EXERCISE: Return every line of the records that contains the string "awning", treating case as significant.
━━━━━ RECORD LIST ━━━━━
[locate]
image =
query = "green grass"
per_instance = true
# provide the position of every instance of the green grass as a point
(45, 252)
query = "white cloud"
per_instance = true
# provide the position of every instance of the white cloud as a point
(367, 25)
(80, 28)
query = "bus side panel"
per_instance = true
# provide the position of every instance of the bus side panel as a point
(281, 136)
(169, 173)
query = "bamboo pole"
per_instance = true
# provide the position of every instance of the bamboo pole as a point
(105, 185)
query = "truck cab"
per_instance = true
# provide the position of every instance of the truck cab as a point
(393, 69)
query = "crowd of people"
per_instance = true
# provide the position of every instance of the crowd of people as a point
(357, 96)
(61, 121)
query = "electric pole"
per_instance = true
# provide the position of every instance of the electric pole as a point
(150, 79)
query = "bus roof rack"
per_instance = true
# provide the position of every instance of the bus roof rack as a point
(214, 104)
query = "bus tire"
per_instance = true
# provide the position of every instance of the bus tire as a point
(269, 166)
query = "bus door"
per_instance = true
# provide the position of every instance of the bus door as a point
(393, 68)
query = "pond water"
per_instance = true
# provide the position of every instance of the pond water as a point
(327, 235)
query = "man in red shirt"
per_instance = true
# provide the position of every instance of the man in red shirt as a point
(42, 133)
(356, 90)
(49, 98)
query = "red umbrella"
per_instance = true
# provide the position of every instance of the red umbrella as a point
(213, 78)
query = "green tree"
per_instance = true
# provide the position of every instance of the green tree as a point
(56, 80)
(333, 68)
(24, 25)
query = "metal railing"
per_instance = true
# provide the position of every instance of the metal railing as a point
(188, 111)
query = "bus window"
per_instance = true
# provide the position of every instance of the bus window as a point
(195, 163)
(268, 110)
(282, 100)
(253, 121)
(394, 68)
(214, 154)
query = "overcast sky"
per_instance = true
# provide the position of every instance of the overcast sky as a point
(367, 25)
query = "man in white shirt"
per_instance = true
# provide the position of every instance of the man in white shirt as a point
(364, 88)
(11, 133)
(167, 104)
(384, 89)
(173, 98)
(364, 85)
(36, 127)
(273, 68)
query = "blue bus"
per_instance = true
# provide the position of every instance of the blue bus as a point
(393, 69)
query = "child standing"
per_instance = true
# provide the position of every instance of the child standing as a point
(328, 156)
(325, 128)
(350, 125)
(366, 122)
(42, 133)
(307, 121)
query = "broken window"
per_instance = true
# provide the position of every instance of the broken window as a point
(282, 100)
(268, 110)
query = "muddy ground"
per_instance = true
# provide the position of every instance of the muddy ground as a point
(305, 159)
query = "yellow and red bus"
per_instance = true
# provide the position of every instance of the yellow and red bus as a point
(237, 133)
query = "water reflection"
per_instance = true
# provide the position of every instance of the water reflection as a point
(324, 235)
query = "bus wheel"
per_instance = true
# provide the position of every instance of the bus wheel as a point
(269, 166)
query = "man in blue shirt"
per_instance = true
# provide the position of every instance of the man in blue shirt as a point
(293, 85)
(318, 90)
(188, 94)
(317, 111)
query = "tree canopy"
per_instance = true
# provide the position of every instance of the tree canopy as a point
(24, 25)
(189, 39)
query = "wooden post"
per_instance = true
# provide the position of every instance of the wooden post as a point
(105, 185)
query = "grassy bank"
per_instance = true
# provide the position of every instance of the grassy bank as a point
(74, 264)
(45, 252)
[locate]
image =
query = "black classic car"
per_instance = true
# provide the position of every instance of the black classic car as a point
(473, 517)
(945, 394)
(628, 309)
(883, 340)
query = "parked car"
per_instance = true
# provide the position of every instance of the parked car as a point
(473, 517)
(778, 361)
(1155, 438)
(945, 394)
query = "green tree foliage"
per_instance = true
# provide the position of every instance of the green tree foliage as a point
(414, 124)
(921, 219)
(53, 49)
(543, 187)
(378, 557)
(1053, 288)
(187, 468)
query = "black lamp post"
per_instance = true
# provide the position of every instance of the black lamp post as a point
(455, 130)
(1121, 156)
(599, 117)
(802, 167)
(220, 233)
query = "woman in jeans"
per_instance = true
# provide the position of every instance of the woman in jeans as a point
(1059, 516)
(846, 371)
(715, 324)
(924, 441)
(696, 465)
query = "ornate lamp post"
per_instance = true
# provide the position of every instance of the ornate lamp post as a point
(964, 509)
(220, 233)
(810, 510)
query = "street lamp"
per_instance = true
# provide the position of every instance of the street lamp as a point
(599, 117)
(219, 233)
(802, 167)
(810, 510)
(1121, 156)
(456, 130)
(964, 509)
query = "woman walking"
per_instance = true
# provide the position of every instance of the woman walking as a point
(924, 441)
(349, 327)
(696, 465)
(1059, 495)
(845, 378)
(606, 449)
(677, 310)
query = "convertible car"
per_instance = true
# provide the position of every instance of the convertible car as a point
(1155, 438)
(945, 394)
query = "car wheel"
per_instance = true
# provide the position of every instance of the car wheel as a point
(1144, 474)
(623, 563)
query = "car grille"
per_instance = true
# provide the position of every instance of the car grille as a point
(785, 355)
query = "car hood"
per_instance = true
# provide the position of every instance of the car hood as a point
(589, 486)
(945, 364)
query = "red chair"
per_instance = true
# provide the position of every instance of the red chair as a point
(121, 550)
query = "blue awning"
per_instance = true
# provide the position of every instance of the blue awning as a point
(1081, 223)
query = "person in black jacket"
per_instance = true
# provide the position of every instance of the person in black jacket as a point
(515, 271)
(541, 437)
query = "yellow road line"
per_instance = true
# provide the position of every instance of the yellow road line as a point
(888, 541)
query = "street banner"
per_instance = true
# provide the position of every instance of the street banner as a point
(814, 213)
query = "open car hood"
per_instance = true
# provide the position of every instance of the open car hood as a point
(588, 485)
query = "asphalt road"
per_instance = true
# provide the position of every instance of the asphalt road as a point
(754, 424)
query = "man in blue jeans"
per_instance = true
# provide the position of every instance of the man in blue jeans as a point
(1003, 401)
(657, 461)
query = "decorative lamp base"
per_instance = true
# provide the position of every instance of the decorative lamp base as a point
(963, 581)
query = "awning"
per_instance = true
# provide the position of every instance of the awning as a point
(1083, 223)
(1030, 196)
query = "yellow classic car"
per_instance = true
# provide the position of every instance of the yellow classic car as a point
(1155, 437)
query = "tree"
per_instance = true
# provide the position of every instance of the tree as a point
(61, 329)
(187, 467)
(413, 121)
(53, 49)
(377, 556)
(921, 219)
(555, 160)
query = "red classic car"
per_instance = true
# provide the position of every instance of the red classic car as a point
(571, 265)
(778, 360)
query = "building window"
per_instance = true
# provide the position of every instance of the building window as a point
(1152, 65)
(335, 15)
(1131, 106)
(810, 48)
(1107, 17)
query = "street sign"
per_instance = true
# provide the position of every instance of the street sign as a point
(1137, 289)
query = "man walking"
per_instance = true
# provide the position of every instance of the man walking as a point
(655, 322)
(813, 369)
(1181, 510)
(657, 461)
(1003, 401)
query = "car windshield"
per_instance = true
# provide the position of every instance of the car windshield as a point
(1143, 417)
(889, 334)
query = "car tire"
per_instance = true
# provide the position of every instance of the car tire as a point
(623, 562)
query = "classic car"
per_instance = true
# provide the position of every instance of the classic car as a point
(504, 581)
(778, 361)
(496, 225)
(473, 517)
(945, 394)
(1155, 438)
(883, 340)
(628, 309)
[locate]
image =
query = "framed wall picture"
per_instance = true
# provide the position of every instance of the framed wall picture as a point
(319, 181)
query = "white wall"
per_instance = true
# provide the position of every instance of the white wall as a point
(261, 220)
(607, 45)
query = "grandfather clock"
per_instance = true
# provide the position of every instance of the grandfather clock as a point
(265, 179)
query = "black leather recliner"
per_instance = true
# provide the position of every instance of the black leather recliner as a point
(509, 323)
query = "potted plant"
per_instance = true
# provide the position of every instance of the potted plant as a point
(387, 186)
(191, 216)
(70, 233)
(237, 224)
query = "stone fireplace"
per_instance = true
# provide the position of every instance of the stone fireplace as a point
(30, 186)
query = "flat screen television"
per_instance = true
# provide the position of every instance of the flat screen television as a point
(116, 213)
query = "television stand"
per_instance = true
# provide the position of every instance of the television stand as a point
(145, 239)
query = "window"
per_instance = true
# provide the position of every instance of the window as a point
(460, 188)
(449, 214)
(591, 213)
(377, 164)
━━━━━
FULL OUTPUT:
query = "blue awning"
# provide the position of every instance of the blue awning as a point
query = "awning"
# provide the position of every instance of the awning as a point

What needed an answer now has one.